WHAT YOU HAVE TO DO :: Copy all records exactly; omit pictures.

--- DATASET EXCERPTS ---

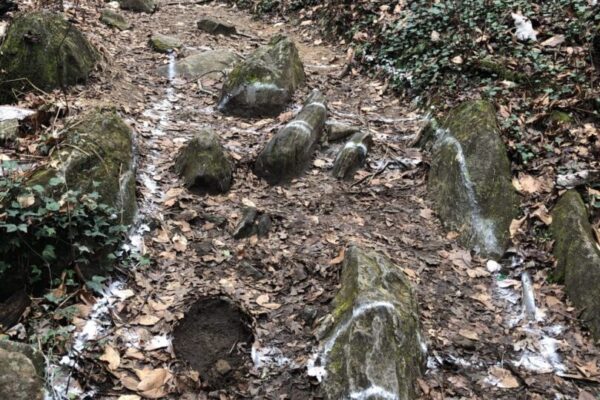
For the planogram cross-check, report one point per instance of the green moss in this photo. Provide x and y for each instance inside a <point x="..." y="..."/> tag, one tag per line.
<point x="43" y="50"/>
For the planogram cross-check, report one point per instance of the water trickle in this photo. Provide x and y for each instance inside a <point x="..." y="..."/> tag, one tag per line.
<point x="483" y="228"/>
<point x="318" y="362"/>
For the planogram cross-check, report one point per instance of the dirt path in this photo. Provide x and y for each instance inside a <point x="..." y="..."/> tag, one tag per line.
<point x="286" y="281"/>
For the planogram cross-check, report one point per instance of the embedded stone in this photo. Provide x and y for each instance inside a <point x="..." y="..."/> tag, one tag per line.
<point x="43" y="51"/>
<point x="578" y="257"/>
<point x="263" y="83"/>
<point x="370" y="344"/>
<point x="203" y="164"/>
<point x="289" y="152"/>
<point x="215" y="26"/>
<point x="352" y="156"/>
<point x="470" y="178"/>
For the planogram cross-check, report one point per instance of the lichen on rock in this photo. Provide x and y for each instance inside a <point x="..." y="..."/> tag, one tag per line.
<point x="265" y="82"/>
<point x="288" y="153"/>
<point x="470" y="178"/>
<point x="578" y="257"/>
<point x="373" y="344"/>
<point x="43" y="51"/>
<point x="203" y="164"/>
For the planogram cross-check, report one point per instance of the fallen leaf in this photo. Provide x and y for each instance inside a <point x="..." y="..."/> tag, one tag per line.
<point x="111" y="356"/>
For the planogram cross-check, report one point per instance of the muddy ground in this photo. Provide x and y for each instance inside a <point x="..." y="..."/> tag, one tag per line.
<point x="471" y="317"/>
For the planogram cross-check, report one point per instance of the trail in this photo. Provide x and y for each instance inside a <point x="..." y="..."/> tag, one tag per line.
<point x="467" y="321"/>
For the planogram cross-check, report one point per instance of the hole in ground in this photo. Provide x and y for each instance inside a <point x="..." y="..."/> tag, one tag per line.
<point x="214" y="338"/>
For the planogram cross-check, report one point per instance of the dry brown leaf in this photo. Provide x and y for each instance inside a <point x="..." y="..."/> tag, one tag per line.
<point x="339" y="258"/>
<point x="111" y="356"/>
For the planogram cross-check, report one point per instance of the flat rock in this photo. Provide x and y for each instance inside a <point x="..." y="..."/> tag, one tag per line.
<point x="114" y="19"/>
<point x="215" y="26"/>
<point x="264" y="83"/>
<point x="209" y="64"/>
<point x="578" y="257"/>
<point x="470" y="178"/>
<point x="203" y="164"/>
<point x="147" y="6"/>
<point x="164" y="43"/>
<point x="370" y="344"/>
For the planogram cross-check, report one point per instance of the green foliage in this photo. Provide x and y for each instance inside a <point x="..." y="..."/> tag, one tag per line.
<point x="51" y="229"/>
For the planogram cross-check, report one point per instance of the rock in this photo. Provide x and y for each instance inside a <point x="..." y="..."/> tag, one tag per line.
<point x="338" y="131"/>
<point x="372" y="347"/>
<point x="19" y="378"/>
<point x="163" y="43"/>
<point x="44" y="50"/>
<point x="288" y="153"/>
<point x="352" y="156"/>
<point x="578" y="257"/>
<point x="470" y="179"/>
<point x="216" y="26"/>
<point x="265" y="82"/>
<point x="147" y="6"/>
<point x="245" y="227"/>
<point x="208" y="64"/>
<point x="222" y="367"/>
<point x="114" y="19"/>
<point x="203" y="165"/>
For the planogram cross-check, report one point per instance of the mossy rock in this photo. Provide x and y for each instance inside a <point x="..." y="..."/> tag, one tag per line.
<point x="203" y="165"/>
<point x="147" y="6"/>
<point x="374" y="340"/>
<point x="21" y="372"/>
<point x="215" y="26"/>
<point x="208" y="64"/>
<point x="114" y="19"/>
<point x="578" y="257"/>
<point x="470" y="178"/>
<point x="264" y="83"/>
<point x="164" y="43"/>
<point x="289" y="152"/>
<point x="42" y="50"/>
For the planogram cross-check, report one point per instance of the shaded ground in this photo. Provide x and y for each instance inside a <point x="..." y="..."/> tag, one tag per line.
<point x="287" y="280"/>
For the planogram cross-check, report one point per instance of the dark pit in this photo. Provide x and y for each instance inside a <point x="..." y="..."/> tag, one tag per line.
<point x="215" y="338"/>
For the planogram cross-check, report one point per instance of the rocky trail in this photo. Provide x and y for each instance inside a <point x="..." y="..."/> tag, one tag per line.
<point x="230" y="311"/>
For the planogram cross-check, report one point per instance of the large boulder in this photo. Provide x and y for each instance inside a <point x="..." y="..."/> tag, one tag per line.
<point x="371" y="346"/>
<point x="470" y="178"/>
<point x="578" y="257"/>
<point x="43" y="51"/>
<point x="203" y="165"/>
<point x="263" y="83"/>
<point x="288" y="153"/>
<point x="147" y="6"/>
<point x="96" y="156"/>
<point x="208" y="64"/>
<point x="21" y="372"/>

---

EXERCISE SOLUTION ::
For the planogram cross-check, report one point per instance of the green moss in this photo. Provide x and y for each instance inside a <point x="..." y="..."/> tag, one tag per line.
<point x="43" y="50"/>
For the planogram cross-check, report one point per instance of the water trickle in this photo. Provide x and y for each instance inside a <point x="..." y="..."/> tag, one tag per line.
<point x="483" y="228"/>
<point x="318" y="362"/>
For the planogram cross-check, report one point per instance of the dirt path in this photo. Provide x and y for each instance inside a <point x="..." y="..."/> tag, one tag per line.
<point x="286" y="281"/>
For the planogram cross-check, report one point per instance of the embedded stone in this photo. Provide x and y for each instance inside a <point x="..." y="..."/> tag, one tag per line.
<point x="43" y="51"/>
<point x="578" y="257"/>
<point x="263" y="83"/>
<point x="370" y="344"/>
<point x="203" y="164"/>
<point x="289" y="152"/>
<point x="215" y="26"/>
<point x="352" y="156"/>
<point x="470" y="178"/>
For the planogram cross-check, report one point per instance of the lichen on rock in this photo. Provide x and y for each instance inside a <point x="..." y="..."/> tag, one tag per line.
<point x="265" y="82"/>
<point x="288" y="153"/>
<point x="470" y="178"/>
<point x="578" y="257"/>
<point x="373" y="344"/>
<point x="43" y="51"/>
<point x="203" y="164"/>
For the planogram cross-check, report one point per instance of the fallen leaf in this photo. Provide x and y for each instance inside a <point x="..." y="..."/> tag, one tag per line.
<point x="111" y="356"/>
For the planogram cross-check, report one point per instance of the muddy ground in this photo. Provide x and y for each instance inside a <point x="..." y="..."/> tag, one tag per line.
<point x="471" y="317"/>
For the planogram cross-check, report one point per instance of the trail in this photo. Provide x and y for each instance inside a <point x="..." y="..."/> tag, one tag per line.
<point x="467" y="321"/>
For the planogram cross-check, report one point per instance of the hole in ground in this photo. Provide x and y for each instance inside a <point x="..." y="..."/> tag, one tag per line.
<point x="214" y="338"/>
For the planogram cross-check, report one point per instance of the dry brown leaf in this photo. Provide x and y for each instance inside a <point x="..." y="..."/> tag, one tag per line.
<point x="339" y="258"/>
<point x="111" y="356"/>
For the planogram cross-check, report one point per instance of the flat rock in this photo. Provide x and y for each instance inside a <point x="..." y="..."/> tag, one tag per line.
<point x="114" y="19"/>
<point x="215" y="26"/>
<point x="264" y="83"/>
<point x="209" y="64"/>
<point x="578" y="257"/>
<point x="470" y="178"/>
<point x="203" y="164"/>
<point x="147" y="6"/>
<point x="164" y="43"/>
<point x="370" y="344"/>
For the planogram cross-check, report one point per instance of the green foliage in this photo. Provide x and y for each instance inside a <point x="..." y="..."/> tag, one tag per line.
<point x="51" y="229"/>
For the planogram cross-check, report one point per instance of the rock in this photo. Provide x and y for each instance inside a <point x="..." y="..."/> tag, one tag per line.
<point x="338" y="131"/>
<point x="372" y="347"/>
<point x="19" y="378"/>
<point x="163" y="43"/>
<point x="44" y="50"/>
<point x="288" y="153"/>
<point x="352" y="156"/>
<point x="578" y="257"/>
<point x="470" y="179"/>
<point x="216" y="26"/>
<point x="265" y="82"/>
<point x="147" y="6"/>
<point x="245" y="227"/>
<point x="208" y="64"/>
<point x="222" y="367"/>
<point x="114" y="19"/>
<point x="203" y="165"/>
For the planogram cross-check, report one point per instance of the mossy rock in this photo. Provide x and y for each instance inside a <point x="..." y="..."/> tag, one tag per line.
<point x="203" y="165"/>
<point x="147" y="6"/>
<point x="374" y="340"/>
<point x="21" y="372"/>
<point x="215" y="26"/>
<point x="208" y="64"/>
<point x="114" y="19"/>
<point x="578" y="257"/>
<point x="470" y="178"/>
<point x="264" y="83"/>
<point x="164" y="43"/>
<point x="289" y="152"/>
<point x="42" y="50"/>
For the planogram cross-check, report one point per instance of the shaded ground in this photo. Provide x and y for each instance inside a <point x="..." y="..."/> tag, one tag per line.
<point x="287" y="280"/>
For the planogram cross-check, report one point per instance of the dark pit in this photo. Provide x and y for each instance inside a <point x="..." y="..."/> tag, one tag per line.
<point x="215" y="338"/>
For the planogram cross-check, report one point per instance of the rocky trail in this photo. Provide x and y for each instance inside a <point x="..." y="..."/> tag, one tag per line.
<point x="230" y="311"/>
For the planogram cross-check, report one point per instance of the large boulder in this photo. Provide x and y for each instance inside a <point x="..." y="..."/> tag, one tag per line.
<point x="371" y="346"/>
<point x="470" y="178"/>
<point x="578" y="257"/>
<point x="43" y="51"/>
<point x="203" y="165"/>
<point x="263" y="83"/>
<point x="288" y="153"/>
<point x="147" y="6"/>
<point x="96" y="156"/>
<point x="208" y="64"/>
<point x="21" y="372"/>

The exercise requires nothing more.